◆ Task description
Copy out all of the records below character for character, changing nothing.

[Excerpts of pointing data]
┌────────
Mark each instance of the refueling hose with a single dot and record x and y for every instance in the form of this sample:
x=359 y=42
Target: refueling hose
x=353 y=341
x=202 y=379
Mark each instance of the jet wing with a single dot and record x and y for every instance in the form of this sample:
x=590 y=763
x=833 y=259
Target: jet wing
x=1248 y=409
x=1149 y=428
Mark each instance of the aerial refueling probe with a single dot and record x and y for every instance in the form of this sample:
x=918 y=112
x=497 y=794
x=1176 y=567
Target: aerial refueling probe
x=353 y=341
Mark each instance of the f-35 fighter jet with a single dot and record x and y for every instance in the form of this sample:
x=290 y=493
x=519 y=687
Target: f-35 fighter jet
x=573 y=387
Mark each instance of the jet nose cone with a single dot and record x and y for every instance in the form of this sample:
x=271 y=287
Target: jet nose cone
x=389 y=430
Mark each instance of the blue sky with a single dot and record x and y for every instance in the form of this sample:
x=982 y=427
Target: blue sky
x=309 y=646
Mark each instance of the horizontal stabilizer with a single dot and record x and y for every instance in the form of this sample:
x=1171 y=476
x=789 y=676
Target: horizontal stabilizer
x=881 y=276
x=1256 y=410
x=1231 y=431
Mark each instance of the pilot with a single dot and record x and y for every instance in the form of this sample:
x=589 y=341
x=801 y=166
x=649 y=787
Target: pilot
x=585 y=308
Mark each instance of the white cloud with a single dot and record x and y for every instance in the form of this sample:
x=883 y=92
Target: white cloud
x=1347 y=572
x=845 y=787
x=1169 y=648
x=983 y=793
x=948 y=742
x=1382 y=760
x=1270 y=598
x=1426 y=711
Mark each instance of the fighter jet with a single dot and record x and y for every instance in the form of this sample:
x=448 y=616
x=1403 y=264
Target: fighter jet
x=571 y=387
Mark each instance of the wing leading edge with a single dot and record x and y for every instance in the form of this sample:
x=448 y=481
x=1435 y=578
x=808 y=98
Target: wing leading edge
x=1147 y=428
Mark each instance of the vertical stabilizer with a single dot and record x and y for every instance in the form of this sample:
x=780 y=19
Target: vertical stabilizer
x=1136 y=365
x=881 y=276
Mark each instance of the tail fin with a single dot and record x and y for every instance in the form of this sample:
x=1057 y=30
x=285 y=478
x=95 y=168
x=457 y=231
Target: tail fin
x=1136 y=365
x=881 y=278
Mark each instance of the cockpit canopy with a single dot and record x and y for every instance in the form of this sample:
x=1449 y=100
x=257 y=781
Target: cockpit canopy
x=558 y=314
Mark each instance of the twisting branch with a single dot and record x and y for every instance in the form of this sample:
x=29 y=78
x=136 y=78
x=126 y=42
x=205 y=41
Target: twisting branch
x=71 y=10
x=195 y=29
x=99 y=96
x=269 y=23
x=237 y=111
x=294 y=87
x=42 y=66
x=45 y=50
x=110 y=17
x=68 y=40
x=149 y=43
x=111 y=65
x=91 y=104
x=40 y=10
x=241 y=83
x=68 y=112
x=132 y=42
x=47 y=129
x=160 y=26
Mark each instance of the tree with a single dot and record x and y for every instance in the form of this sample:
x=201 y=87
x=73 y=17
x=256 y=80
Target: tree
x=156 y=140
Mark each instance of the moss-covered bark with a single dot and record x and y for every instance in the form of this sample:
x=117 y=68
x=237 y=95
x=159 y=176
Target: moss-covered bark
└────────
◆ Task answer
Mark each instance of the refueling hose with a single dot and record x and y for every instance in the form of this sample:
x=359 y=42
Target: refueling hose
x=353 y=341
x=202 y=379
Mark each instance of the jet wing with a single dot and record x and y for every instance in the form of this sample:
x=590 y=763
x=833 y=259
Target: jet wing
x=1248 y=409
x=1149 y=428
Mark each instance of the aerial refueling probe with a single dot and record x and y for every instance in the form of this sample:
x=918 y=112
x=497 y=794
x=1176 y=567
Target: aerial refueling probe
x=353 y=341
Mark each instance of the f-35 fighter jet with a single dot and record x and y for every instance in the form of this sample:
x=290 y=493
x=519 y=687
Target: f-35 fighter jet
x=573 y=387
Mark each instance of the jet nose cone with a single dot and record x and y for every instance in the form of this sample:
x=271 y=287
Target: jet nose cone
x=389 y=430
Mark each instance of the blue sky with a single dot and record x and y for every instance in the form of this sample:
x=982 y=427
Target: blue sky
x=309 y=646
Mark each instance of the horizontal stabilizer with a single dot and record x and y for every instance in the form of this sample:
x=1171 y=476
x=789 y=676
Target: horizontal stabilizer
x=881 y=276
x=1256 y=410
x=1231 y=431
Mark each instance of the pilot with a single dot and record x and y for every instance in the form of this sample:
x=589 y=341
x=801 y=166
x=649 y=787
Target: pilot
x=585 y=308
Mark each instance of the white cloud with a single dot and record x and y for every instance in the form of this sample:
x=883 y=92
Target: white cloud
x=1347 y=572
x=845 y=787
x=1169 y=648
x=983 y=793
x=948 y=742
x=1382 y=760
x=1270 y=598
x=1426 y=711
Mark each instance of the fighter jet with a single dot and record x and y for every instance in the form of this sample:
x=448 y=616
x=1403 y=264
Target: fighter jet
x=571 y=387
Mark each instance of the wing leading edge with a single dot and record x and y for every instance in the form of this sample:
x=448 y=481
x=1435 y=578
x=808 y=98
Target: wing leading edge
x=1147 y=428
Mark each instance of the vertical stabilizer with a single dot and record x and y for every instance in the form of this sample:
x=780 y=19
Target: vertical stabilizer
x=1136 y=365
x=881 y=276
Mark each instance of the tail fin with a single dot and record x and y for every instance in the form of this sample:
x=1057 y=30
x=285 y=478
x=95 y=168
x=457 y=231
Target: tail fin
x=1136 y=365
x=881 y=278
Mark each instance of the cockpit canopy with a single dot and record x and y for every instance in the form of this sample:
x=1449 y=100
x=257 y=781
Target: cockpit canopy
x=558 y=314
Mark each instance of the twisting branch with a single dot and record x and y for every instance in the form of this sample:
x=29 y=78
x=136 y=78
x=126 y=42
x=205 y=41
Target: twisting branch
x=71 y=10
x=195 y=29
x=99 y=96
x=269 y=23
x=237 y=111
x=294 y=87
x=42 y=66
x=45 y=50
x=110 y=17
x=68 y=40
x=149 y=43
x=111 y=65
x=91 y=104
x=40 y=10
x=241 y=83
x=68 y=112
x=132 y=42
x=47 y=129
x=160 y=26
Mark each instance of the tree with a single dot and record x and y for every instance in the form of this sample:
x=201 y=87
x=73 y=17
x=256 y=80
Target: tree
x=156 y=140
Mark each instance of the moss-covered bark with a single dot and record x and y for every instance in the form of this sample:
x=117 y=68
x=237 y=95
x=159 y=176
Target: moss-covered bark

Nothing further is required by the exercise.